• Exercise directions: Reproduce every line of the data, exactly and without its pictures.

Items listed in a dataset
________________________________________

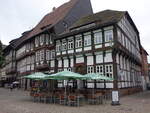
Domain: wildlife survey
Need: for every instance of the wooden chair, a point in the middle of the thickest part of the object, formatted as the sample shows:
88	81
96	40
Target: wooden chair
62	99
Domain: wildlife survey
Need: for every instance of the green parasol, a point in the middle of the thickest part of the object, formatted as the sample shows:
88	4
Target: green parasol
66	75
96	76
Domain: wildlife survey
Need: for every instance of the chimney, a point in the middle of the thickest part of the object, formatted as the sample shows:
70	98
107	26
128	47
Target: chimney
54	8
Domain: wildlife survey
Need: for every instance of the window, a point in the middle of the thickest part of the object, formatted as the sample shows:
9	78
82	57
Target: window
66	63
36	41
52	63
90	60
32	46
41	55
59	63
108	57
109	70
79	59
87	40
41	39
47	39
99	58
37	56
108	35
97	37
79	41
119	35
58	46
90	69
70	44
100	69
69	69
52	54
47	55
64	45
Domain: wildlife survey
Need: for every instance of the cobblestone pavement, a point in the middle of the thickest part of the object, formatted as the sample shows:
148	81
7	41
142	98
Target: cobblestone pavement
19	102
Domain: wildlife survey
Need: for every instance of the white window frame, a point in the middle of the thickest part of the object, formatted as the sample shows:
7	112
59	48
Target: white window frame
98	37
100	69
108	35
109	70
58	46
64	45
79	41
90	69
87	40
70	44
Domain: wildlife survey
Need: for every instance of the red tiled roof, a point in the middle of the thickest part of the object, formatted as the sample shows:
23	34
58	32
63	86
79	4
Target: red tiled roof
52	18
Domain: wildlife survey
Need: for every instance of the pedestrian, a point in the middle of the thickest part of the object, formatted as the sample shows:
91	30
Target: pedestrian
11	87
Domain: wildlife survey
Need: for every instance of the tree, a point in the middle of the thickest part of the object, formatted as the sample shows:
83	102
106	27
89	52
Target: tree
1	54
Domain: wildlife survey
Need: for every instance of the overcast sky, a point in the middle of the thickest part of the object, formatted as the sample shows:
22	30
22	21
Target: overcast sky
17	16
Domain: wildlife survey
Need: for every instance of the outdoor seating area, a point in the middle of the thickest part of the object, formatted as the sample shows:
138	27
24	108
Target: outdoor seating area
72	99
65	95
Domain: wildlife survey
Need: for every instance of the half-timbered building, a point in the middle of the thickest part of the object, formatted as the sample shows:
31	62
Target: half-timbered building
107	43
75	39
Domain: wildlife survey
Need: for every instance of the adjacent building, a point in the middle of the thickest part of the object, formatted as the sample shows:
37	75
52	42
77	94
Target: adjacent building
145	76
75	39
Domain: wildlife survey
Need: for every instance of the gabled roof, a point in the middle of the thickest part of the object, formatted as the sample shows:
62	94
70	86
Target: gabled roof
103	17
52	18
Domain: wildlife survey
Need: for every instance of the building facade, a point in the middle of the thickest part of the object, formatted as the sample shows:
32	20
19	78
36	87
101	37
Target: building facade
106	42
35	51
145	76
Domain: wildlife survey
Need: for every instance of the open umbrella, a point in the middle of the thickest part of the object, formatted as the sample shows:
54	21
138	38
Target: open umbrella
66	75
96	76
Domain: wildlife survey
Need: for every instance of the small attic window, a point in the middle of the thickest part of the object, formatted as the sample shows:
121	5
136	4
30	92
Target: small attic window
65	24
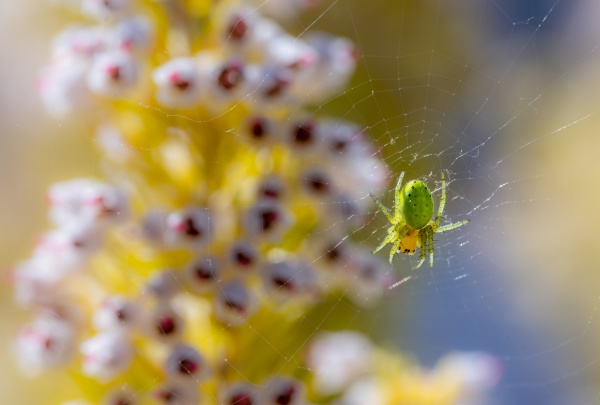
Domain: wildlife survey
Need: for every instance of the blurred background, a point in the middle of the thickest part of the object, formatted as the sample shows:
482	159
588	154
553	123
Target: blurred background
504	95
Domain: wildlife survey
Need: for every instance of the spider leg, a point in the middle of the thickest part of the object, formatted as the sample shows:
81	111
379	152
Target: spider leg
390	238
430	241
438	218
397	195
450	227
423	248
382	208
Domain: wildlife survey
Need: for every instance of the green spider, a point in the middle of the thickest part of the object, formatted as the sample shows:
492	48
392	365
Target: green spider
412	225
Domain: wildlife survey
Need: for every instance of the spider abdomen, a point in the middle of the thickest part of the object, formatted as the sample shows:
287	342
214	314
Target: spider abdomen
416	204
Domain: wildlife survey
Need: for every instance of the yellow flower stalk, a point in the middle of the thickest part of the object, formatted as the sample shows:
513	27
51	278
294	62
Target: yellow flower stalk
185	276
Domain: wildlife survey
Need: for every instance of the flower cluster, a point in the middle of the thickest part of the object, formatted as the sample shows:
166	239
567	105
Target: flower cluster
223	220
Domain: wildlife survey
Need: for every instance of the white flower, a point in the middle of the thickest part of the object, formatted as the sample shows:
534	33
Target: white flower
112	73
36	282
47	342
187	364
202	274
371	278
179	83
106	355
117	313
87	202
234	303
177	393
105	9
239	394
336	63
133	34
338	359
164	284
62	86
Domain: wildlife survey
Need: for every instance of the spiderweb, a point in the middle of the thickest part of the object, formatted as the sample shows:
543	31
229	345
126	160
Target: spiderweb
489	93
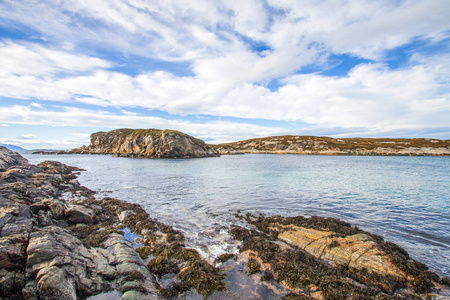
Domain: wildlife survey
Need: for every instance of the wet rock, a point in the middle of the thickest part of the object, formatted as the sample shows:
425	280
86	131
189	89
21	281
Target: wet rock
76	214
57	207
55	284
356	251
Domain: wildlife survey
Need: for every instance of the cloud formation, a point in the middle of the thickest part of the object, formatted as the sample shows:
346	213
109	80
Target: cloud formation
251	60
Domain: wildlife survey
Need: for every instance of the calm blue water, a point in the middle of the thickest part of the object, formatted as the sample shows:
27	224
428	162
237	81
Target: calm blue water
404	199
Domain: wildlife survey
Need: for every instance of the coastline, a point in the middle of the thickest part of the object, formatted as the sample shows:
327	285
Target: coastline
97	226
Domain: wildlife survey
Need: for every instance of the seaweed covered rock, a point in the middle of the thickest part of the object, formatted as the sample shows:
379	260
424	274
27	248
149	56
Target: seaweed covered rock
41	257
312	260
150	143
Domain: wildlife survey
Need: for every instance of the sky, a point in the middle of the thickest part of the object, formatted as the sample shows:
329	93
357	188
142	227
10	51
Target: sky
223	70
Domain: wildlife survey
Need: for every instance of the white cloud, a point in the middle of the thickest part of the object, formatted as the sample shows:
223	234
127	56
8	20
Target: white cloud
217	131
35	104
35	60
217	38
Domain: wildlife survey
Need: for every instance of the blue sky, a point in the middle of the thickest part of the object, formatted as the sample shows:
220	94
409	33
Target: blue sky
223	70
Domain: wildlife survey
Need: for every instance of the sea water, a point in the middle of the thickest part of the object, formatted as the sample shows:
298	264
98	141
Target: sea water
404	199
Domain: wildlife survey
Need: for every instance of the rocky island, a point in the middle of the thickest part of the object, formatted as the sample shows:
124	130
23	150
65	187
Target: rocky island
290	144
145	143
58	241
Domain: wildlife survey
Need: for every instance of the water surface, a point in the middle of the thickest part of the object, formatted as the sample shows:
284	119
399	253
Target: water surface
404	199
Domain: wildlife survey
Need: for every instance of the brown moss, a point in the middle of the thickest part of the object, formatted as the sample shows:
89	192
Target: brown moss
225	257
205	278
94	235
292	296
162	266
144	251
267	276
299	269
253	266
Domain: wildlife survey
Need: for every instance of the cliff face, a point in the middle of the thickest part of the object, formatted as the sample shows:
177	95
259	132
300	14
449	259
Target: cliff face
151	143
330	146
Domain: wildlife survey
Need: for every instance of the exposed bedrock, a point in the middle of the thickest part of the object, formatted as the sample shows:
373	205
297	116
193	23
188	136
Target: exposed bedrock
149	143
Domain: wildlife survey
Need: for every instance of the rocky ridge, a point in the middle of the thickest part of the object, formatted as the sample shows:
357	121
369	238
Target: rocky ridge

________________________________________

• Result:
Domain: wildlife survey
Need: for every instance of the wooden chair, a point in the middle of the thickest part of the object, formatted as the sample shows:
88	81
96	40
Target: wooden chair
62	99
Domain: wildlife survey
Need: for every instance of the green parasol, a point in the middle of the thickest part of the object, formatted as the sample shows:
88	4
Target: green parasol
66	75
96	76
Domain: wildlife survey
Need: for every instance of the chimney, a point in the middle of the thickest part of the object, formatted as the sample shows:
70	98
107	26
128	47
Target: chimney
54	8
Domain: wildlife survey
Need: for every instance of the window, a point in the middle of the thickest part of the object, formatted as the sample shows:
9	78
82	57
Target: window
66	63
36	41
52	63
90	60
32	46
41	55
59	63
108	57
109	70
79	59
87	40
41	39
47	39
99	58
37	56
108	35
97	37
79	41
119	35
58	46
90	69
70	44
100	69
69	69
52	54
47	55
64	45
Domain: wildlife survey
Need: for every instance of the cobblestone pavement, a point in the middle of the thickest part of the object, formatted as the sample shows:
148	81
7	41
142	98
Target: cobblestone pavement
19	102
Domain: wildlife survey
Need: for every instance of the white window frame, a point in the middle of the thickest part of the object, formatted as the sample shows:
7	112
59	48
Target: white window frame
98	37
100	69
108	35
109	70
58	46
64	45
79	41
90	69
87	40
70	44
Domain: wildlife survey
Need: for every instance of the red tiled roof, a point in the middle of the thickest part of the object, formatted as the sample shows:
23	34
58	32
63	86
79	4
Target: red tiled roof
52	18
Domain: wildlife survey
Need: for every instance of the pedestrian, a point in the middle of the thickest part of the object, formatted as the sample shows:
91	30
Target: pedestrian
11	87
Domain: wildlife survey
Need: for every instance of the tree, a point in the middle of the thickest part of the object, formatted as the sample shows:
83	102
106	27
89	52
Target: tree
1	54
Domain: wildlife survey
Need: for every instance of the overcast sky, a point in the middle of the thickest part of the object, formatted as the sample shows:
22	30
22	21
Target: overcast sky
17	16
Domain: wildlife survey
Need: for every instance of the outdoor seating area, a point in the middle of the thickest part of the object, formatted as the sample shows:
138	27
24	108
Target: outdoor seating area
72	99
65	95
Domain: wildlife survey
Need: for every instance of the half-timbered building, a point in the middle of the thickest part of the object, formatted as the sample shows:
31	62
Target: half-timbered building
107	43
75	39
Domain: wildlife survey
Need: for every instance of the adjacent building, a point in the middle of the thickest part of the object, formatted as the sample shows:
37	75
52	42
77	94
Target: adjacent building
145	76
75	39
Domain: wildlife survey
Need: for every instance of the gabled roof, a point in the middle of the thickest part of the object, formatted as the sample shows:
62	94
70	86
Target: gabled roof
103	17
52	18
Domain: wildlife survey
Need: for every instance of the building facade, a point in the middle of the thickest part of the object, formatted as the sample shows:
32	20
19	78
36	87
101	37
Target: building facade
106	42
35	51
145	76
Domain: wildlife survey
Need: for every instance of the open umbrella, a point in the middle of the thickest part of the object, formatted as the sample shows:
54	21
138	38
Target: open umbrella
66	75
96	76
Domain: wildlife survey
Need: for every instance of the small attic window, a point in the middle of the thickest part of the object, formatted as the sample shows:
121	5
136	4
30	92
Target: small attic window
65	24
Domain: wildlife survey
Need: for every instance of the blurred background, a point in the middle of the thickest part of the object, formatted as the sample shows:
482	159
588	154
553	123
Target: blurred background
504	95
Domain: wildlife survey
Need: for every instance of the spider leg, a point in the middle of the thickest part of the object, formatted as the sample shows:
81	111
379	152
Target: spider leg
390	238
430	241
438	218
397	195
450	227
423	248
382	208
Domain: wildlife survey
Need: for every instance of the green spider, a point in the middle of the thickest part of the object, formatted as the sample shows:
492	48
392	365
Target: green spider
412	225
Domain: wildlife survey
Need: for every instance of the spider abdomen, a point in the middle of the thickest part of the object, formatted as the sample shows:
287	342
214	314
Target: spider abdomen
416	204
Domain: wildlife survey
Need: for every instance of the yellow flower stalk, a point in the middle of the thickest part of the object, formatted as the sample shows:
513	27
51	278
294	62
Target: yellow flower stalk
185	276
Domain: wildlife survey
Need: for every instance of the flower cluster, a point in the middle of the thickest part of the object, formatted as the sample shows:
166	239
567	105
Target: flower cluster
223	220
Domain: wildlife survey
Need: for every instance of the white flower, a point in the middle of the thickest part of the object, formatted as the sample shows:
534	33
Target: white flower
112	73
36	282
47	342
187	364
202	274
371	278
179	83
106	355
117	313
87	202
234	303
177	393
105	9
239	394
336	63
133	34
338	359
164	284
62	86
Domain: wildlife survey
Need: for every instance of the spiderweb, a point in the middle of the thickest part of the object, formatted as the sample shows:
543	31
229	345
126	160
Target: spiderweb
489	93
Domain: wildlife survey
Need: for every instance of the wet rock, a point in the middle of the thickest part of the object, formatted as the sample shows:
425	280
86	131
189	89
21	281
Target: wet rock
76	214
57	207
55	284
356	251
Domain: wildlife survey
Need: for every instance of the cloud formation, a point in the middle of the thickest part of the object, formatted as the sample shows:
346	213
109	80
Target: cloud formation
251	60
Domain: wildlife survey
Need: for every instance of the calm blue water, a point in the middle of the thickest part of the object, formatted as the sample shows:
27	224
428	162
237	81
Target: calm blue water
404	199
Domain: wildlife survey
Need: for every instance of the coastline, a point in the middle of the thickest part of the object, formatted as the sample shows:
327	285
Target: coastline
97	226
Domain: wildlife survey
Need: for every instance of the seaweed covered rock, a point in the middle of the thickest part of the object, formatted as the sample shows:
379	260
424	274
27	248
149	56
Target: seaweed covered rock
41	257
312	260
150	143
Domain: wildlife survey
Need: for every instance of the sky, a point in the middle of the thickest part of the object, formatted as the sample shows:
329	93
357	188
142	227
10	51
Target: sky
223	70
Domain: wildlife survey
Need: for every instance of the white cloud, a point in the middle of the thickest part of the object, formatted as the sample shows:
223	234
127	56
8	20
Target: white cloud
217	131
35	104
35	60
217	38
Domain: wildlife survey
Need: for every instance of the blue sky, a point in the middle of the thickest part of the object, formatted as the sample shows:
220	94
409	33
Target: blue sky
223	70
Domain: wildlife survey
Need: for every instance of the sea water, a point in the middle of the thickest part of the object, formatted as the sample shows:
298	264
98	141
Target: sea water
404	199
Domain: wildlife survey
Need: for every instance of the rocky island, a point in the middle of the thickest part of the object, formatted as the sample shows:
124	130
23	150
65	187
Target: rocky island
290	144
145	143
58	241
Domain: wildlife survey
Need: for every instance of the water surface, a point in the middle of the thickest part of the object, formatted as the sample shows:
284	119
399	253
Target: water surface
404	199
Domain: wildlife survey
Need: for every instance of the brown moss, a point in the middle of the thickest part of the object, formatted as the sample shows:
89	192
Target: brown moss
225	257
205	278
94	235
292	296
162	266
144	251
267	276
299	269
253	266
Domain: wildlife survey
Need: for every instance of the cliff face, a point in the middle of the thickest part of the object, formatted as the sample shows:
177	95
259	132
300	14
449	259
Target: cliff face
151	143
330	146
Domain: wildlife survey
Need: for every instance of the exposed bedrock, a point in the middle of the thickest part of the object, formatted as the sample shows:
373	205
297	116
193	23
188	136
Target: exposed bedrock
149	143
Domain: wildlife survey
Need: for every instance of the rocky ridge, a point in the middle of the thickest part of the object, formatted as the sample shows:
357	121
369	238
Target: rocky ridge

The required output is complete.